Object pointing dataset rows

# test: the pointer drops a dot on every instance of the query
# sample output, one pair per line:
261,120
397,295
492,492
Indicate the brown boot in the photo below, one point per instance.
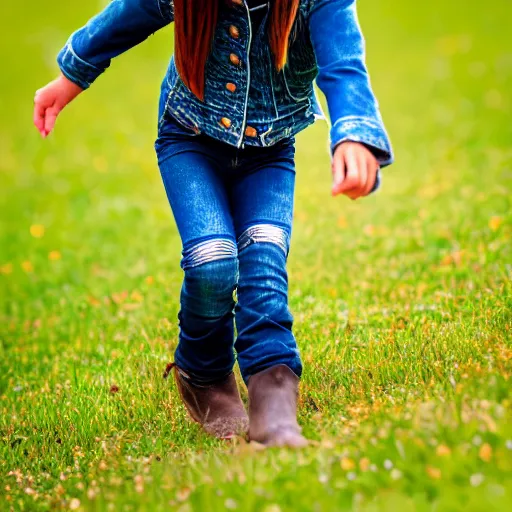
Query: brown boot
217,407
273,408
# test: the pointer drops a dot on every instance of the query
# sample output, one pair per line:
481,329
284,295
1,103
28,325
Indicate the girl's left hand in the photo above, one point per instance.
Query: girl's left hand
354,170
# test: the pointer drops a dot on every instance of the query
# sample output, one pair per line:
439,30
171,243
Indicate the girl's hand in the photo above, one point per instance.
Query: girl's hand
354,170
50,100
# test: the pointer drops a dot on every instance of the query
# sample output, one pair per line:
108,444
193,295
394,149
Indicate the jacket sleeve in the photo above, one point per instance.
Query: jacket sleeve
343,77
120,26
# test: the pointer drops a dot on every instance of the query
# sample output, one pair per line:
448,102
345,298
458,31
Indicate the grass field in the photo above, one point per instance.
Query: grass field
402,301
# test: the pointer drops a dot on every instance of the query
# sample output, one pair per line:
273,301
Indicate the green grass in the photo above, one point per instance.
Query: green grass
402,301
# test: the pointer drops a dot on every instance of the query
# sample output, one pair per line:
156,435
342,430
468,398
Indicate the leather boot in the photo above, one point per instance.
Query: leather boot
273,408
217,407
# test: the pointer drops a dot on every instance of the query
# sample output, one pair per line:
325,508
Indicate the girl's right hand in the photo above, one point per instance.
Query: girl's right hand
50,100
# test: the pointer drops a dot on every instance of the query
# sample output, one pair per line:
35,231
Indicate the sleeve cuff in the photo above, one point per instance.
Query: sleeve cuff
75,69
366,131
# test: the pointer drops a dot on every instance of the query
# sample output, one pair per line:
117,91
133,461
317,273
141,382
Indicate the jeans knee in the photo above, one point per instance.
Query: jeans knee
211,275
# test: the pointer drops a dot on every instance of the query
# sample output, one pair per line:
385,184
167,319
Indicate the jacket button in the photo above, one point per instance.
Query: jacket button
234,32
226,122
251,132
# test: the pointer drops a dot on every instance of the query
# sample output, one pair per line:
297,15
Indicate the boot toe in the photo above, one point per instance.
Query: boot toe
227,428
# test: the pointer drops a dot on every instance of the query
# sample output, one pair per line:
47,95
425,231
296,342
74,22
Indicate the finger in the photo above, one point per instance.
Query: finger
39,112
351,181
363,174
50,118
338,172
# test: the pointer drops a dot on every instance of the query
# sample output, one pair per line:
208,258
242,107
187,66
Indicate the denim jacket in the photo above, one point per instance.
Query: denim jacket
247,101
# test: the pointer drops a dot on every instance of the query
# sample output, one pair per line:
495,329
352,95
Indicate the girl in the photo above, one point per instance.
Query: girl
237,91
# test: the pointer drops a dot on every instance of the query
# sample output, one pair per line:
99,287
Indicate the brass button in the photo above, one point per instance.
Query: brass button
226,122
251,132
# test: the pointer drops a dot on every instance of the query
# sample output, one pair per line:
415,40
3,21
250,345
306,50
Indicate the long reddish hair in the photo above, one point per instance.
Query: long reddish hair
195,22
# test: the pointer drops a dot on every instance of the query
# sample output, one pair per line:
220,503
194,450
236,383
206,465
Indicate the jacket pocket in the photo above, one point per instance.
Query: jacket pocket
301,68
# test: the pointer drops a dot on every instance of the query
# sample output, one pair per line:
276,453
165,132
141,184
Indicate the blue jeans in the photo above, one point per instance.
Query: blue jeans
233,208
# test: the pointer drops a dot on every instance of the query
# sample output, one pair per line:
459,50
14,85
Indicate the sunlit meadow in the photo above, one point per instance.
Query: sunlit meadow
402,301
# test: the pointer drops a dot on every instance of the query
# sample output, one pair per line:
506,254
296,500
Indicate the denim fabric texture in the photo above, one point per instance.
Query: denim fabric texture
233,208
327,45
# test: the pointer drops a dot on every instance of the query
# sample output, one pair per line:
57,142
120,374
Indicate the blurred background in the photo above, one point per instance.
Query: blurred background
442,72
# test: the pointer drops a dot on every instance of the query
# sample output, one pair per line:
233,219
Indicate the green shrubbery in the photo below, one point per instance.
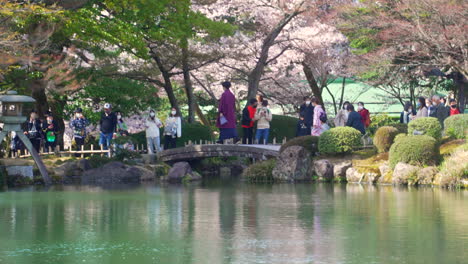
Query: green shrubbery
415,150
194,132
310,143
429,126
381,120
456,126
339,140
260,172
384,137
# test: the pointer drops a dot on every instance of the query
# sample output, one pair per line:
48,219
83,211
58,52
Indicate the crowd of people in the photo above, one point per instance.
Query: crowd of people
313,121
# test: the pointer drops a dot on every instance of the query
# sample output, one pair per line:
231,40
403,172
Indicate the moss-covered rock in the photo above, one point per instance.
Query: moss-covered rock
384,137
429,126
309,143
260,172
456,126
415,150
339,140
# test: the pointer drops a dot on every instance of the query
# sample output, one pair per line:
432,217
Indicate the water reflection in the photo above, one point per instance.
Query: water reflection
231,222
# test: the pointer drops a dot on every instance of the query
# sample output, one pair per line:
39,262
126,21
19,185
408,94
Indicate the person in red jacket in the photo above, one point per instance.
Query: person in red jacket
248,115
365,116
453,107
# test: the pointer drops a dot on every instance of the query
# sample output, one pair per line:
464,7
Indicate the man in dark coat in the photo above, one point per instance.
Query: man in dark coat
355,120
307,111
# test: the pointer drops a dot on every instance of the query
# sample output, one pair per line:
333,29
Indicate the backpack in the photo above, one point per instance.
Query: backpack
323,117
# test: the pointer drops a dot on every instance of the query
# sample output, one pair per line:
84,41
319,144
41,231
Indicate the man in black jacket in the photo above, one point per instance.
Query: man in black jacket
108,125
307,110
33,130
247,121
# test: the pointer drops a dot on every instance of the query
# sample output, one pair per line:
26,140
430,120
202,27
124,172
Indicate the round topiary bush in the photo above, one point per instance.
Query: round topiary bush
310,143
402,128
456,126
429,126
339,140
384,137
415,150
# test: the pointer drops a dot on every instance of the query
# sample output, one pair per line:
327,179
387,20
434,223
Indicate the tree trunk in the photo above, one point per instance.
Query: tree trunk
255,75
167,82
188,83
316,91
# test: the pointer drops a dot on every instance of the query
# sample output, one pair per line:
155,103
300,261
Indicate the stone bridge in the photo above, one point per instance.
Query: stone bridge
192,152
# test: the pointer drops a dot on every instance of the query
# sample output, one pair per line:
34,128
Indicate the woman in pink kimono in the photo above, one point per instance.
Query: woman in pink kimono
319,116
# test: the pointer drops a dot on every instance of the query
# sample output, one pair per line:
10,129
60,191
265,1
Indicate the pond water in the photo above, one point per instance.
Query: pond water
234,222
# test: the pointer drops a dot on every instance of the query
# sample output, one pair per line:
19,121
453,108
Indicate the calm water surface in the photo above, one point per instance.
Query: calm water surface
232,222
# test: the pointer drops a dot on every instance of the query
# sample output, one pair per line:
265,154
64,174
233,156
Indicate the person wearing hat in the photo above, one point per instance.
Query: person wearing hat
79,124
108,124
33,130
226,121
50,129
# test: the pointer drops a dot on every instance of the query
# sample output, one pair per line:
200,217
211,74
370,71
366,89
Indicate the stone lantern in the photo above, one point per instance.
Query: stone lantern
11,116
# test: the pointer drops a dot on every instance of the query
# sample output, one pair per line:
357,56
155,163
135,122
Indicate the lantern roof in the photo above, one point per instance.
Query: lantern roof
13,97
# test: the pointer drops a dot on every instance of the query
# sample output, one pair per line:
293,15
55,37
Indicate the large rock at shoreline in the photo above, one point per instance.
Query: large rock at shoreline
339,170
114,172
405,174
427,175
353,175
294,164
71,171
181,171
324,170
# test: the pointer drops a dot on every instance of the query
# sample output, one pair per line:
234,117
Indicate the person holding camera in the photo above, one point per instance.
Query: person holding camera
263,116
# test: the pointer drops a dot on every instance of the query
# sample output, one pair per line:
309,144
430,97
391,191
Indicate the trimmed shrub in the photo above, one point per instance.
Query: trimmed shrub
456,126
310,143
381,120
260,172
415,150
339,140
429,126
455,168
194,132
402,128
384,137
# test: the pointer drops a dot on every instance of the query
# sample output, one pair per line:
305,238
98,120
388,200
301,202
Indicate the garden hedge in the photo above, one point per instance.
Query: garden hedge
339,140
420,150
384,137
429,126
310,143
456,126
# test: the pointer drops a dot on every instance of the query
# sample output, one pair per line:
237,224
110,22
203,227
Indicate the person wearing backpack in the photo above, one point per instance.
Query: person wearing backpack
320,117
263,116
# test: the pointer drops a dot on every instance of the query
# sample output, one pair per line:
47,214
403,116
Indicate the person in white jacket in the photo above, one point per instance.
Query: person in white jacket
172,130
153,138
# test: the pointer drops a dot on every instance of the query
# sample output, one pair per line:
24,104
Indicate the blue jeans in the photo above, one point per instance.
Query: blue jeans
105,139
262,135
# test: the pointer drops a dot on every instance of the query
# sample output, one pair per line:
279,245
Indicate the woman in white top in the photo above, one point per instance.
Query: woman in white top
422,108
153,138
172,130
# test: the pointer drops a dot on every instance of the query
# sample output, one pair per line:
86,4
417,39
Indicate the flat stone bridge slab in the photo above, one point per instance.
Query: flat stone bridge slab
258,152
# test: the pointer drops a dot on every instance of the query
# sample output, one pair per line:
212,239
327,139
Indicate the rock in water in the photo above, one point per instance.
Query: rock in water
339,170
294,164
112,172
405,174
181,171
324,170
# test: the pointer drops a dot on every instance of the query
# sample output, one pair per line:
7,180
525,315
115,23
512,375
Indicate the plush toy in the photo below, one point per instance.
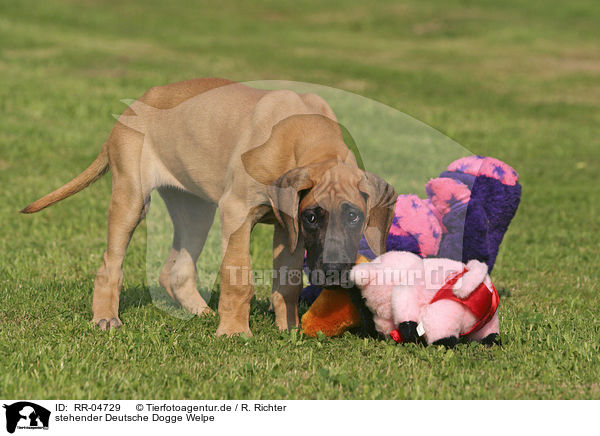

What is being asked: Count the lines of the records above that contain the string "background". Reply with the number alone.

Exercise response: 2